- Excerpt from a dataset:
--- START ---
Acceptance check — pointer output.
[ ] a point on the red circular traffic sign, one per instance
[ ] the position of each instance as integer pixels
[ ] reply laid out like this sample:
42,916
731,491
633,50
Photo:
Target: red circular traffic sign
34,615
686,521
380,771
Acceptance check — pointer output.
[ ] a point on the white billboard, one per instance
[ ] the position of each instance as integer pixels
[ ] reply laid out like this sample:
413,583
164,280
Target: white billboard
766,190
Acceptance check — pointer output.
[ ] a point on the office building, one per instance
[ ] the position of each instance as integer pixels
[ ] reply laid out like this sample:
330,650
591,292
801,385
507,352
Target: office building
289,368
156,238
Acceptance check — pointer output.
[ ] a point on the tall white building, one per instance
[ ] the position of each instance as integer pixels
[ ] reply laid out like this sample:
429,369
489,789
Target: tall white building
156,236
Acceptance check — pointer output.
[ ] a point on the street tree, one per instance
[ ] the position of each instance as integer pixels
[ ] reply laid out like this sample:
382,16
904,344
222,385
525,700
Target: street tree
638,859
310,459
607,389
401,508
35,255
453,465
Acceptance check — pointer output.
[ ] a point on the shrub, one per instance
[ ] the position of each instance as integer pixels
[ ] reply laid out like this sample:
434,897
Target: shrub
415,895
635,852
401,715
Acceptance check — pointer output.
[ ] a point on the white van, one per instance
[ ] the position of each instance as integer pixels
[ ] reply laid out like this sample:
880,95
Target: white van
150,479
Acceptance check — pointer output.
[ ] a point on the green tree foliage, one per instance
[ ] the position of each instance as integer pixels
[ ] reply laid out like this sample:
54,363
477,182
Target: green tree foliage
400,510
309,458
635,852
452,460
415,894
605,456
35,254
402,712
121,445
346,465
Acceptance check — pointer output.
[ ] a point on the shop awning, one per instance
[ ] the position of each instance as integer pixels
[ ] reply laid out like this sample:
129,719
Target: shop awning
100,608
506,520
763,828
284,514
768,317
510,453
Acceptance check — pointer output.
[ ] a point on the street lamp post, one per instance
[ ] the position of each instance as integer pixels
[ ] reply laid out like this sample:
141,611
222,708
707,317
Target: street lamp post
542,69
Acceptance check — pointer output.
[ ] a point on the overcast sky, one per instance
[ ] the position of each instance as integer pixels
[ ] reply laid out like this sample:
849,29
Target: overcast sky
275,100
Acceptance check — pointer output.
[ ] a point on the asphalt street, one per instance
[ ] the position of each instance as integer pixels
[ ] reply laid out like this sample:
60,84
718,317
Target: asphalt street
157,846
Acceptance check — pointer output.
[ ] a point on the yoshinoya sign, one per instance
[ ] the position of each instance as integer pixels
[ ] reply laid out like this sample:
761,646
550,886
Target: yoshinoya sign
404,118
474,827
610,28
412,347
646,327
--- END ---
- WRITTEN INSTRUCTION: Take the data above and return it exactly.

- PROBLEM SOLUTION:
Acceptance check — pointer output.
[ ] a point on the red circular traffic sign, one per instance
[ ] the position of each instance as integer pixels
[ ] reply laid out like this sample:
42,916
731,491
633,50
Photo:
Target: red circular traffic sign
34,615
686,521
380,771
Acceptance check — pointer output.
[ ] a point on the white billboard, one per instance
[ ] the position of each instance as integer pixels
[ ] reply laid out like this sample:
413,583
164,280
Target: white billboard
766,190
Acceptance check — pointer output.
[ ] a point on the office building, one per instance
[ ] the position of each instance as integer pixels
[ ] reply laid out like this sample:
330,650
591,292
801,385
507,352
Target: office building
289,368
156,238
Acceptance check — pointer output.
[ ] a point on the tall white building, one per instance
[ ] the position of each instance as integer pixels
[ ] reply laid out like this sample:
429,369
489,789
Target: tall white building
156,236
Acceptance check — pointer output.
[ ] a point on the street tree, one per instance
[ ] the position of each instance as integer pixels
[ ] reply laid out like this sample:
382,16
904,344
222,385
525,700
Target: street tree
638,859
310,459
607,389
401,508
35,255
453,465
Acceptance check — pointer output.
[ ] a point on the shrub, one per instance
[ ] the position of each instance as integer pixels
[ ] reply laid out like this sample:
434,897
Target: shrub
415,895
635,852
401,715
Acceptance check — pointer output.
[ ] a point on the white van, one per instance
[ ] the position of each instance as integer pixels
[ ] reply laid out like this sample:
880,95
Target: white van
150,479
Acceptance check — pointer output.
[ ] a point on the green tree foliage, one per instance
[ ] the position of each instance as integer pixels
[ ] reply laid out like this sample:
54,363
477,182
Target: green tree foliage
400,510
309,458
635,852
452,460
415,894
605,456
35,254
402,712
121,445
346,465
Acceptance check — pointer output.
[ ] a point on the shop awning, one per instance
[ ] the position of each instance as integer pixels
[ ] reply laid out like this sample:
129,719
Target: shop awning
100,608
506,520
763,828
284,514
768,317
510,453
Acceptance check — pointer output.
[ ] a point on the street lamp post, one per instance
[ ] the position of each instance as integer pixels
[ ] reply laid out like this sample:
141,611
222,708
707,317
Target: street lamp post
542,69
Acceptance check — pointer output.
[ ] a point on the overcast sky, one per instance
[ ] the position of each instance as integer pixels
[ ] reply laid out like this sample:
849,29
Target: overcast sky
275,100
Acceptance check — pointer output.
[ ] a point on the asphalt street, one per instance
[ ] the position of each instance as integer pixels
[ ] reply laid out like this sample:
60,84
718,317
Target: asphalt street
157,846
Acceptance check — pointer output.
[ ] a point on the yoshinoya sign, one per instance
[ ] the position of each instance as integer pixels
[ ] reply laid out like this sample:
761,646
550,886
Target: yoshinoya sign
404,118
474,827
610,28
412,347
646,327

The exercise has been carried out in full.